MATERIAL PROVIDED:
═══

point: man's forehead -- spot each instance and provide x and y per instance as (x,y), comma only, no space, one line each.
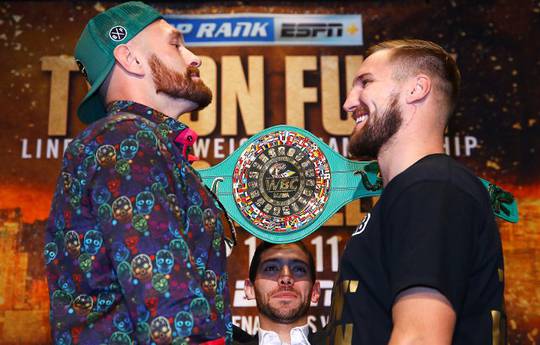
(282,251)
(376,63)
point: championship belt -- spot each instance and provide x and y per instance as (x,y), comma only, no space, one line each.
(284,183)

═══

Convert every line of the rows above into a Markdown table with the columns Number and Entry, numbering the lines in order and leaving out blank lines. Do not include the pictures.

TASK ANSWER:
| Number | Entry |
|---|---|
| 1 | point: man's forehead -- spot each instance and provide x and y per instance as (x,y), comma only, no space, one line each. |
| 2 | (282,251) |
| 3 | (376,63) |
| 4 | point: championship belt -- spot each instance and provide x and y per instance as (x,y), comma only, no space, one line each. |
| 5 | (284,183) |